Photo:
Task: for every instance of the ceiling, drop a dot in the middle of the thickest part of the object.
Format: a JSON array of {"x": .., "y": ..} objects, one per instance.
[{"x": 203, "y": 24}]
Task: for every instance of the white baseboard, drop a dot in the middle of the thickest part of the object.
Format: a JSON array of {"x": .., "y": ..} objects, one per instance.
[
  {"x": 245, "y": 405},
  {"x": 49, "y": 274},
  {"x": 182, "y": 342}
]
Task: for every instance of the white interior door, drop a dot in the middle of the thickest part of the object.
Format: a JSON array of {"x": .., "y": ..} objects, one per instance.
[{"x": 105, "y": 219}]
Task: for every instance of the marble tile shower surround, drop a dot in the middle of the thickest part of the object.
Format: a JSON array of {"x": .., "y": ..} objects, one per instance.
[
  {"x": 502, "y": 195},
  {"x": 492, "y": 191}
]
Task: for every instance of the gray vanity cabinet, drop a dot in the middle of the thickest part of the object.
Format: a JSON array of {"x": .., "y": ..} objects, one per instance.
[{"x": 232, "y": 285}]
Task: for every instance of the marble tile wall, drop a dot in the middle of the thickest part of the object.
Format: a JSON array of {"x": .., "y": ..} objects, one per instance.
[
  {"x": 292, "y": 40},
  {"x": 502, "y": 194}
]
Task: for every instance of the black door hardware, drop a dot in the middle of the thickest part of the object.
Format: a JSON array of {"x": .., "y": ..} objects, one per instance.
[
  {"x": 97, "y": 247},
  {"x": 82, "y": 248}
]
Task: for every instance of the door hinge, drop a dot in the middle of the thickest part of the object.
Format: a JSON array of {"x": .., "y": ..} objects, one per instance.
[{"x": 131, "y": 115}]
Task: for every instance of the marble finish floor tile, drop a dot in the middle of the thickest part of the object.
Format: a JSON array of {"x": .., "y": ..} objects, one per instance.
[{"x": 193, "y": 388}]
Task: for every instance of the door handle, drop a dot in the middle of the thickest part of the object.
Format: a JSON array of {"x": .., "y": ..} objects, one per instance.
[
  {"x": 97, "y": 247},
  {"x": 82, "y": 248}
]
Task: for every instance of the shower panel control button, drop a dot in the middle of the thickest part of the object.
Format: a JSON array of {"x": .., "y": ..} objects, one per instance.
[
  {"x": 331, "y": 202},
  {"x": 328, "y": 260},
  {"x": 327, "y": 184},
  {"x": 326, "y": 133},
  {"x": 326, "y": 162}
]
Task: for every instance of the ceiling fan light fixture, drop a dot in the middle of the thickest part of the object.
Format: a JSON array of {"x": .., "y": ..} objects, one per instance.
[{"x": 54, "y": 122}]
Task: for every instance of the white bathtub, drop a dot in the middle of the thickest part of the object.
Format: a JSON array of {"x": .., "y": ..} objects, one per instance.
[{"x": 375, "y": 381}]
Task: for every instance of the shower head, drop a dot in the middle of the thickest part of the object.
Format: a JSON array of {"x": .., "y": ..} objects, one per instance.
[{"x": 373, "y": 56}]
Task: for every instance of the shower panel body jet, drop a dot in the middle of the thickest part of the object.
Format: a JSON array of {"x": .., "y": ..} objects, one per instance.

# # # # # # #

REQUIRED TASK: Recast the data above as a Markdown table with the columns Row and Data line, one numbered row for each line, leaving out any blank lines.

SOLUTION TO THIS EXERCISE:
| Row | Data line |
|---|---|
| 1 | Photo: |
| 2 | Task: for every instance of the ceiling, drop a dot in the middle of the thickest part of the object. |
| 3 | Format: a JSON array of {"x": .., "y": ..} objects, one per instance. |
| 4 | [{"x": 203, "y": 24}] |
| 5 | Task: for every instance of the white baseboard, drop a dot in the middle of the thickest part of the object. |
| 6 | Format: a JSON array of {"x": .., "y": ..} objects, one per instance. |
| 7 | [ |
| 8 |   {"x": 245, "y": 405}, |
| 9 |   {"x": 49, "y": 274}, |
| 10 |   {"x": 182, "y": 342} |
| 11 | ] |
| 12 | Task: for every instance of the white interior door, drop a dot in the middle of the thickest part of the object. |
| 13 | Format: a JSON array of {"x": .., "y": ..} objects, one per instance. |
| 14 | [{"x": 105, "y": 219}] |
| 15 | Task: for every instance of the marble tile shower surround, drop a dot in the middle of the thickest part of the object. |
| 16 | Format: a JSON array of {"x": .., "y": ..} objects, one per instance. |
| 17 | [ |
| 18 |   {"x": 502, "y": 195}, |
| 19 |   {"x": 492, "y": 191} |
| 20 | ] |
| 21 | Task: for every instance of the gray vanity cabinet, drop a dot in the middle of the thickest part of the object. |
| 22 | Format: a JSON array of {"x": .., "y": ..} objects, one per instance. |
| 23 | [{"x": 232, "y": 285}] |
| 24 | Task: for every instance of the marble tile wall, drop a dot in the middle of the thickest part of the object. |
| 25 | Format: a JSON array of {"x": .., "y": ..} objects, one per instance. |
| 26 | [ |
| 27 |   {"x": 292, "y": 40}, |
| 28 |   {"x": 502, "y": 194} |
| 29 | ] |
| 30 | Task: for every instance of the black door hardware, drop a dot in the middle of the thickest part of the object. |
| 31 | Format: a JSON array of {"x": .., "y": ..} objects, one per instance. |
| 32 | [ |
| 33 |   {"x": 97, "y": 247}, |
| 34 |   {"x": 82, "y": 248} |
| 35 | ] |
| 36 | Task: for every instance of the door hinge, drop a dot in the middle of the thickest part of the object. |
| 37 | Format: a JSON array of {"x": .., "y": ..} objects, one per instance. |
| 38 | [{"x": 131, "y": 115}] |
| 39 | Task: for every instance of the marble finish floor tile, drop a dot in the middle of the thickest part of the object. |
| 40 | Format: a JSON array of {"x": .., "y": ..} objects, one per instance. |
| 41 | [{"x": 193, "y": 388}] |
| 42 | Task: for every instance of the door handle, drop a dot in the middle of the thickest part of the object. |
| 43 | Format: a JSON array of {"x": .., "y": ..} objects, one per instance. |
| 44 | [ |
| 45 |   {"x": 97, "y": 247}, |
| 46 |   {"x": 82, "y": 248} |
| 47 | ] |
| 48 | Task: for every instance of the shower panel control button, drop a dot in the middle of the thickest part of the object. |
| 49 | Format: a JSON array of {"x": .., "y": ..} objects, one per instance. |
| 50 | [ |
| 51 |   {"x": 331, "y": 202}, |
| 52 |   {"x": 328, "y": 260}, |
| 53 |   {"x": 327, "y": 184}, |
| 54 |   {"x": 326, "y": 133}, |
| 55 |   {"x": 326, "y": 162} |
| 56 | ] |
| 57 | Task: for every instance of the ceiling fan light fixture, drop a dot in the middle of the thickest part of the object. |
| 58 | Format: a JSON array of {"x": .., "y": ..} objects, one per instance. |
| 59 | [{"x": 54, "y": 122}] |
| 60 | Task: for every instance of the white bathtub, drop a dot in the middle of the thickest part of the object. |
| 61 | Format: a JSON array of {"x": .., "y": ..} objects, one per instance. |
| 62 | [{"x": 375, "y": 381}] |
| 63 | Task: for every instance of the shower head, drop a dot in the middle of the thickest part of the object. |
| 64 | Format: a JSON array of {"x": .., "y": ..} objects, one per instance. |
| 65 | [{"x": 373, "y": 56}] |
| 66 | Task: for every instance of the shower panel body jet, drop a dot in the middle of the thickest part of the object. |
| 67 | Format: a JSON array of {"x": .., "y": ..} objects, one per instance. |